Z celem nieco pod kreską, ale jest nadzieja
13 grudnia 2024, 13:23 | Autor: RyanPrzy okazji programu, wyemitowanego we wtorek na kanale Widzew TV, podsumowujące minioną rundę jesienną, raz jeszcze potwierdzono cel, jaki przed sezonem postawiono przed drużyną. To zdobycie minimum pięćdziesięciu punktów w końcowej tabeli.
Od trzech lat przy Piłsudskiego stają na wysokości zadania. Gdy stery w klubie przejął Tomasz Stamirowski, kierowani przez Janusza Niedźwiedzia piłkarze mieli wywalczyć awans do Ekstraklasy w przeciągu dwóch sezonów. Udało im się za pierwszym podejściem, choć sukces ten rodził się w bólach. Dość przypomnieć, że zapewniono go sobie w ostatniej kolejce, dzięki wygranej z Podbeskidziem Bielsko-Biała. Gdyby nie zwycięski go Dominika Kuna, łodzianie zajęliby trzecie miejsce i musieliby rywalizować w barażach. Przykład Arki Gdynia pokazał, że nie jest to droga usłana różami.

#### Treść zadania 1
Jaki cel punktowy na koniec sezonu postawiono drużynie według artykułu o podsumowaniu rundy jesiennej?
#### Treść zadania 2
Przedłuż artykuł o podsumowaniu rundy jesiennej, pisząc dalej od jego ostatniego zdania.

Rekordy ze zbioru danych

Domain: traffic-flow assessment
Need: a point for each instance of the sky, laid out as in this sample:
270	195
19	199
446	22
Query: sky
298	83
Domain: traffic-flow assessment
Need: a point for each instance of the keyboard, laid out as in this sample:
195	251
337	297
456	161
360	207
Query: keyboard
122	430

#### Wynik 1
Zdobycie minimum pięćdziesięciu punktów w końcowej tabeli.

#### Wynik 2
W pierwszym roku w elicie władze klubu chciały przede wszystkim się w niej zakorzenić, stąd oczekiwanie zapewnienia sobie utrzymania. Żeby nie być posądzonym o minimalizm, dodano, że Niedźwiedź i jego ludzie mają tego dokonać w spokojny sposób. Choć to określenie mało precyzyjne, można było domyślać się, że chodziło o zachowanie ekstraklasowego bytu na wcześniejszym etapie niż np. w ostatniej kolejce. Ostatecznie dokonano tego w Legnicy, a w roli głównej znów wystąpił Kun. Jego bramka po solowej akcji dała zwycięstwo z Miedzią w 31. kolejce, a w konsekwencji matematyczne bezpieczeństwo. Po ostatnim meczu zajęto w tabeli dwunastą lokatę, znów uznając cel za zrealizowany.
Kolejny sezon miał przynieść coś więcej, niż tylko trwanie w elicie. Szefostwo klubu oczekiwało progresu względem poprzedniej kampanii, więc drużyna miała zgromadzić kilka punktów więcej. Nie chodziło o poprawę miejsca w tabeli, bo te zależy też od wyników pozostałych zespołów, choć przy bogatszym dorobku prawdopodobieństwo poprawy swojej pozycji rośnie. Misję po raz trzeci zaczął Niedźwiedź, ale już po siedmiu kolejkach wymieniono go na Daniela Myśliwca. Zadanie pozostało jednak takie same, z którego następca się wywiązał. Widzewiacy zdobyli czterdzieści sześć oczek, a więc cztery więcej niż rok wcześniej. Dało im to awans w stawce na dziewiątą lokatę. Stali się więc ligowym średniakiem, co w obliczu aktualnych założeń zależy traktować jak najbardziej pozytywnie.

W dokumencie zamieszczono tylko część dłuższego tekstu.